* STATED GOAL: Count how many lines in the rows below contain the word "every", treating uppercase and lowercase as different. Reply with the number alone.

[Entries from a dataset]
◆ ◆ ◆ ◆
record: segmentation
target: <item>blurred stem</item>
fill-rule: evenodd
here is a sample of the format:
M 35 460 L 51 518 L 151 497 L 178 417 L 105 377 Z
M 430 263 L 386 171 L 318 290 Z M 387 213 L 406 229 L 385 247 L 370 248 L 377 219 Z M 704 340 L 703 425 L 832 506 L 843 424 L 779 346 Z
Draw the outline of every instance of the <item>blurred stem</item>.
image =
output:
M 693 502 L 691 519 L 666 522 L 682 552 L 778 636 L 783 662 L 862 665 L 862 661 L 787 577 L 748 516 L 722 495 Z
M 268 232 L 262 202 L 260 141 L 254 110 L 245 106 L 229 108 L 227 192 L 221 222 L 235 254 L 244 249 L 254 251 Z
◆ ◆ ◆ ◆
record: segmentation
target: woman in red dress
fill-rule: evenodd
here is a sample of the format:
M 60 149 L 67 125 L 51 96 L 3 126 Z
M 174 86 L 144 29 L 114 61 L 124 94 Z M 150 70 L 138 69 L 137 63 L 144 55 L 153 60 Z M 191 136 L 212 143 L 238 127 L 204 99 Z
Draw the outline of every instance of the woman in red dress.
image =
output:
◆ ◆ ◆ ◆
* ANSWER IN FULL: 2